- [Prompt]:
Answer these questions from the Q-factor passage.
1. How can air damping be eliminated?
2. What tool ablates the trimming grooves?
3. What causes anchor losses?

The overall Q-factor of the trimmed MSR can be calculated from the contribution of different dissipation mechanisms, such as air damping loss, anchor loss, surface loss, thermoelastic damping loss, and additional loss mechanism, as shown in Figure 5. The Q-factor from these energy dissipations can be added as inverses, shown in Equation (4). The relationship indicates that the overall Q-factor is mainly limited by the loss mechanism with the lowest Q-factor. In order to confirm the main factors causing the reduction of the Q-factor, changes of different energy dissipation during the trimming process were analyzed.

$$\frac{1}{Q}=\frac{1}{Q_{gas}}+\frac{1}{Q_{\mathrm{anchor}}}+\frac{1}{Q_{\mathrm{surf}}}+\frac{1}{Q_{\mathrm{TED}}}+\frac{1}{Q_{\mathrm{etc}.}}$$

(4)

• Air damping is the most dominant factor when the resonator works at atmospheric conditions, including squeeze film damping and slide film damping. It can be eliminated by operating the resonator in a high vacuum condition. As for MSRs, the most concerned air damping is caused by the vibration of flat rim. Because the trimming process would not increase the area of the resonator rim, the Q_gas could hardly change. Hence, the groove trimming process cannot increase air damping.
• Surface loss is often believed to be caused by defects, roughness, and other imperfections on the surface of the resonator [32]. At present, there is no analytical formula to calculate Q_surf, and modeling concerning Q_surf is still controversial. Besides, surface roughness is generally thought to be a main factor of the Q_surf. In our research, trimming grooves are ablated by a femtosecond laser, which uses the same process as the releasing of the shell structure. Thus, the effects of trimming on Q_surf are minimized through the femtosecond laser to achieve a smooth surface quality of the trimming grooves.
• Thermoelastic damping loss is caused by the interaction between elastic strain and thermal effects. When the MSR vibrates in the wineglass mode, some regions are under compression while others are under extension. In those conditions, irreversible heat flow occurs from the warmer parts of the structure to the cooler parts, and this heat flow is associated with energy loss [33]. Trimming grooves may have an impact on the stress distribution and elastic energy variation, resulting in more damping loss. Besides, the mass adding trimming method may cause a reduction of Q_TED because it could result in more heat generation and dissipation between the resonator and the added masses.
• Anchor losses occur when the vibration of the MSR and its supporting anchors excites acoustic waves propagating in the substrate [34]. These waves are radiated away from the resonator, resulting in a loss of mechanical energy. Trimming grooves may affect the coupling of the resonant mode to the substrate and result in more anchor loss.

- [Supplied material]:
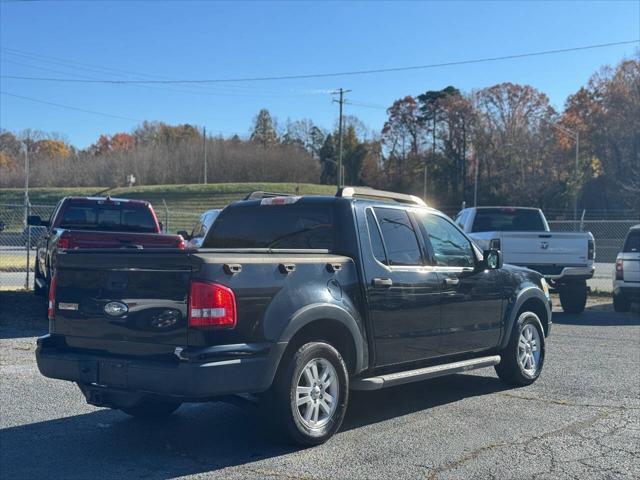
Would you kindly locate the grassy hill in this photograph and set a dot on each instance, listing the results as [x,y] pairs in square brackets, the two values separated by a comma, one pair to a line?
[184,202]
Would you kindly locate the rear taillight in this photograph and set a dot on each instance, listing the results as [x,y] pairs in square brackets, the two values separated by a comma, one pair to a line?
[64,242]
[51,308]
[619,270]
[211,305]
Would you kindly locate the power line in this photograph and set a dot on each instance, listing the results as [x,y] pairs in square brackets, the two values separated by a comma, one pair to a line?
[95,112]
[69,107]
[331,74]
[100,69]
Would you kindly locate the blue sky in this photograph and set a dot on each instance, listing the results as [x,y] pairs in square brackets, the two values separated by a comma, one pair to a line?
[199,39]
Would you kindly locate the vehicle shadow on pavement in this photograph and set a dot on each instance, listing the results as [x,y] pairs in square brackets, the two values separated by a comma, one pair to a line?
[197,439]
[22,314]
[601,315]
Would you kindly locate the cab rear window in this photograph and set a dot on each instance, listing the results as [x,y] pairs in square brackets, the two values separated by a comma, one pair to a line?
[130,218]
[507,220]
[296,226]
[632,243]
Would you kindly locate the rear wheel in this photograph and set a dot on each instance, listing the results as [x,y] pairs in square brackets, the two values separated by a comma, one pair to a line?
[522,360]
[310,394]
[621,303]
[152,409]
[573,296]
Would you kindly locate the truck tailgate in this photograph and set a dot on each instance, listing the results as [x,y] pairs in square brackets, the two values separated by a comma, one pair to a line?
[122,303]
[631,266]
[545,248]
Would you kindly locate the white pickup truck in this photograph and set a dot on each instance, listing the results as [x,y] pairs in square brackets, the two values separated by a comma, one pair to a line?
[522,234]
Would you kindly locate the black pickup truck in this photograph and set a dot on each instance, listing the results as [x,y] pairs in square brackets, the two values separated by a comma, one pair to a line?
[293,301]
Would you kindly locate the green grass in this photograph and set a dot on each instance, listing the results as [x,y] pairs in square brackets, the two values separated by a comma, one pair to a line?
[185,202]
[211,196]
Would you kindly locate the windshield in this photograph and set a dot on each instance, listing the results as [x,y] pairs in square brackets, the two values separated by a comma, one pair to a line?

...

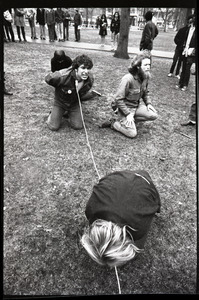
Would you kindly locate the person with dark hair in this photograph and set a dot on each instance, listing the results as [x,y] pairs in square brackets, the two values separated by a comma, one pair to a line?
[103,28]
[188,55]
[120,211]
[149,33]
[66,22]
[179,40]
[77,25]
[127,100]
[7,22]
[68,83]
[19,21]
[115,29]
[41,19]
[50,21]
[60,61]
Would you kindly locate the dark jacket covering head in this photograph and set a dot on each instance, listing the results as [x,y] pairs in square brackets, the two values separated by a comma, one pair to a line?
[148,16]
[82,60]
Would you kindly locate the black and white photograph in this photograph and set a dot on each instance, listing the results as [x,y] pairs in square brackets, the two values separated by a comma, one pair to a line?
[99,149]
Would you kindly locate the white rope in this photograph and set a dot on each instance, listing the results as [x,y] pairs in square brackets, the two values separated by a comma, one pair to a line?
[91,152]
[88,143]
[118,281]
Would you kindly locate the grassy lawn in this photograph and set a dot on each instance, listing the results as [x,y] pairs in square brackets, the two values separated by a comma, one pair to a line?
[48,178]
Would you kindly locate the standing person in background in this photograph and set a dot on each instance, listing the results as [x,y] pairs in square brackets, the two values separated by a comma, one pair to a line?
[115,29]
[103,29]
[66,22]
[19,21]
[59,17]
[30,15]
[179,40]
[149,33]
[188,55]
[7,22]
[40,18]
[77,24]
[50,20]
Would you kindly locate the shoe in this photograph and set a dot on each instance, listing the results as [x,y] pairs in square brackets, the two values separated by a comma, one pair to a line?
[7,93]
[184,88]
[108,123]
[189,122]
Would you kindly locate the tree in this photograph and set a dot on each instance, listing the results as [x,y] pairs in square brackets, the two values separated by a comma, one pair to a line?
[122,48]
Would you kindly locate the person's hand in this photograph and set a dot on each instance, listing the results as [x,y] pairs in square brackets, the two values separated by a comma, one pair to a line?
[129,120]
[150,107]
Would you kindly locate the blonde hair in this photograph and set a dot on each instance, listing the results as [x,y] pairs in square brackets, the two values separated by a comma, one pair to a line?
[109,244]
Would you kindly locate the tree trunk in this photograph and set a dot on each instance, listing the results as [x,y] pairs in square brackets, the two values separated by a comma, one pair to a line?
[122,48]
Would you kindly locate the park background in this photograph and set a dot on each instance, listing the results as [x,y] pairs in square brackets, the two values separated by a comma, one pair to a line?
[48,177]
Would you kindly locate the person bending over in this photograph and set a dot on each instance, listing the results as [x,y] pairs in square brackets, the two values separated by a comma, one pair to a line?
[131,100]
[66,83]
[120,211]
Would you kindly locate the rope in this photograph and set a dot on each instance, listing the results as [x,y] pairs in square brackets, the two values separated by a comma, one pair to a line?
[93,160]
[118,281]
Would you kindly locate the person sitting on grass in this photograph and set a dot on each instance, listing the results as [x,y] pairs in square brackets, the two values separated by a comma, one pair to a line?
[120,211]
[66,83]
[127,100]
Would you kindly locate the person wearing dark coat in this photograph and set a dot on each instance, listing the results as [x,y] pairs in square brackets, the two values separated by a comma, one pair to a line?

- [In response]:
1. By operating the resonator in a high vacuum condition.
2. A femtosecond laser.
3. The vibration of the MSR and its supporting anchors excites acoustic waves that propagate in the substrate.